■ **STATED TASK**
Reproduce every line of the listing below verbatim, with nothing changed, added, or left out.

■ **INPUT RECORDS**

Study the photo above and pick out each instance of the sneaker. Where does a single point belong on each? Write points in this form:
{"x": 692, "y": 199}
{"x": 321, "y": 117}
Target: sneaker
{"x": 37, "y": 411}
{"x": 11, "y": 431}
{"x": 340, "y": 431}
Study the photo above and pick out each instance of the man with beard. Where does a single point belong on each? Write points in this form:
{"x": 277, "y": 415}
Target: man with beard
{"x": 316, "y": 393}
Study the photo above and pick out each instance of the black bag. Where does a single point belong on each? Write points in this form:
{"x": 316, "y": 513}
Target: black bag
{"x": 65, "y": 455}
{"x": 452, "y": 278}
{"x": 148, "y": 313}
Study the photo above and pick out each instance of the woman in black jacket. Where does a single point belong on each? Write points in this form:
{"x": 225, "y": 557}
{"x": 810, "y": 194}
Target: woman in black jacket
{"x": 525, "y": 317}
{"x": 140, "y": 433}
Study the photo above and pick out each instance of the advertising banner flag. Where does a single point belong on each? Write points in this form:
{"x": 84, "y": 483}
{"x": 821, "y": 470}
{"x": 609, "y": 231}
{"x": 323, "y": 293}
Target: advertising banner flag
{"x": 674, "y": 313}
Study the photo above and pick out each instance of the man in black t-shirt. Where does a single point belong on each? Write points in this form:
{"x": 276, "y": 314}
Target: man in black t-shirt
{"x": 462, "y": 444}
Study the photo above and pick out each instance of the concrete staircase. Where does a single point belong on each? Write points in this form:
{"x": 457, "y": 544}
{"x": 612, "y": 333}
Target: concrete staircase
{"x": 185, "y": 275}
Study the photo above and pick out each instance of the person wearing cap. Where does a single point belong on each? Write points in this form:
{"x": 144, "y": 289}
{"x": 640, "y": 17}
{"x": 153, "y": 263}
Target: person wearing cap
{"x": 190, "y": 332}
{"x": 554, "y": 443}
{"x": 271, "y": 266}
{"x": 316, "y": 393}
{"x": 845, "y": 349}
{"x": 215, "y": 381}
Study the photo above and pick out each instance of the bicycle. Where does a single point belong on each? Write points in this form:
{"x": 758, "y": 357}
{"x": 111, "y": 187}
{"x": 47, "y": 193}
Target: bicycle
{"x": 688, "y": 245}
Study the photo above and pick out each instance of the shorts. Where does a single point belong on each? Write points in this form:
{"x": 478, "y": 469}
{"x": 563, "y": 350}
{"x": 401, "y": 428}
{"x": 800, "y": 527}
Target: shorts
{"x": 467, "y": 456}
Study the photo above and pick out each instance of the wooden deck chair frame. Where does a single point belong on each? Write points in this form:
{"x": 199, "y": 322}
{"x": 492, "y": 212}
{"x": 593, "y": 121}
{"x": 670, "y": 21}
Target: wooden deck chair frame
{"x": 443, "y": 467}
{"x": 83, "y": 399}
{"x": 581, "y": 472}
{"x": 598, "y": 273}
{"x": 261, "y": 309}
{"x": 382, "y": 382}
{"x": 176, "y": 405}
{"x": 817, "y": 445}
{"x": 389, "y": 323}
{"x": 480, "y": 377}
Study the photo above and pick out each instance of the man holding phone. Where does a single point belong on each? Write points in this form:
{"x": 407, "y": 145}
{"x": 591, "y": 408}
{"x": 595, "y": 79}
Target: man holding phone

■ **SOLUTION FOR THIS EXERCISE**
Study the photo above and pick out each instance of the sneaker. Where does a single point belong on each? Write points in this form:
{"x": 692, "y": 199}
{"x": 321, "y": 117}
Target: sneaker
{"x": 37, "y": 411}
{"x": 11, "y": 431}
{"x": 340, "y": 431}
Study the photo above and pick out each instance of the man with beard. Where does a single point belong on each? Write points in this form:
{"x": 277, "y": 415}
Target: man with beard
{"x": 316, "y": 393}
Study the photo above and pick out each instance of the black bag. Where does a single point belong on each? Write points in this form:
{"x": 316, "y": 513}
Target: black bag
{"x": 65, "y": 455}
{"x": 452, "y": 278}
{"x": 148, "y": 313}
Study the photo above and pick out each instance of the woman in black jacket. Where does a single point belong on each? Write points in this form:
{"x": 225, "y": 557}
{"x": 810, "y": 194}
Target: woman in black jacket
{"x": 525, "y": 317}
{"x": 140, "y": 433}
Study the photo above and pick out each instance of the advertising banner flag. Where does a single point belong on each? Write points in this form:
{"x": 84, "y": 483}
{"x": 821, "y": 470}
{"x": 609, "y": 231}
{"x": 323, "y": 293}
Target: advertising banner flag
{"x": 674, "y": 313}
Study the photo above and pick out each instance of the man in black t-shirt. Where does a single point belong on each? Write points in this form:
{"x": 276, "y": 314}
Target: man in black t-shirt
{"x": 462, "y": 444}
Study the photo above and pick out each instance of the concrete staircase. Where does a single point belong on each? Write points in this form:
{"x": 457, "y": 544}
{"x": 612, "y": 333}
Target: concrete staircase
{"x": 185, "y": 275}
Study the photo above and pick out each instance of the person wearing cap. Where does a single point belong on each? Write points in this form:
{"x": 144, "y": 289}
{"x": 640, "y": 17}
{"x": 153, "y": 263}
Target: person wearing cap
{"x": 190, "y": 332}
{"x": 554, "y": 443}
{"x": 271, "y": 266}
{"x": 316, "y": 393}
{"x": 845, "y": 349}
{"x": 215, "y": 381}
Study the photo above and pick out each instance of the bicycle. Where does a single point belong on each? Write points in this form:
{"x": 758, "y": 357}
{"x": 111, "y": 187}
{"x": 47, "y": 193}
Target: bicycle
{"x": 688, "y": 245}
Study the photo above and pick out each instance of the shorts. Where does a single point belong on each? Write points in this form:
{"x": 478, "y": 469}
{"x": 563, "y": 350}
{"x": 401, "y": 428}
{"x": 800, "y": 527}
Target: shorts
{"x": 467, "y": 456}
Study the photo above and pick out each instance of the wooden deck chair frame. Where does a single point belong on each? Write points in this form:
{"x": 199, "y": 322}
{"x": 492, "y": 212}
{"x": 593, "y": 121}
{"x": 670, "y": 21}
Target: wooden deck chair frame
{"x": 443, "y": 467}
{"x": 83, "y": 399}
{"x": 581, "y": 472}
{"x": 598, "y": 273}
{"x": 261, "y": 309}
{"x": 382, "y": 382}
{"x": 176, "y": 405}
{"x": 817, "y": 445}
{"x": 389, "y": 323}
{"x": 480, "y": 377}
Study the photo above and pick out each instance of the man holding phone. Where does a single point belong on each? Write points in this form:
{"x": 407, "y": 145}
{"x": 591, "y": 408}
{"x": 595, "y": 79}
Target: man holding phone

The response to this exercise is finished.